#### [WRITTEN TASK]
Render each line of these entries as a string in a JSON list, leaving out any blank lines.
---------- RECORD SET ----------
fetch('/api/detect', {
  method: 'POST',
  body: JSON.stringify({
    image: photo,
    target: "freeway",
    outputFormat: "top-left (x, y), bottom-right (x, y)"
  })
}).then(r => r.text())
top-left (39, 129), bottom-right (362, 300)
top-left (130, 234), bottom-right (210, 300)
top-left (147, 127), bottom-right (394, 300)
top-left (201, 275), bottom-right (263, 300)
----------
#### [EXERCISE ANSWER]
[
  "fetch('/api/detect', {",
  "  method: 'POST',",
  "  body: JSON.stringify({",
  "    image: photo,",
  "    target: \"freeway\",",
  "    outputFormat: \"top-left (x, y), bottom-right (x, y)\"",
  "  })",
  "}).then(r => r.text())",
  "top-left (39, 129), bottom-right (362, 300)",
  "top-left (130, 234), bottom-right (210, 300)",
  "top-left (147, 127), bottom-right (394, 300)",
  "top-left (201, 275), bottom-right (263, 300)"
]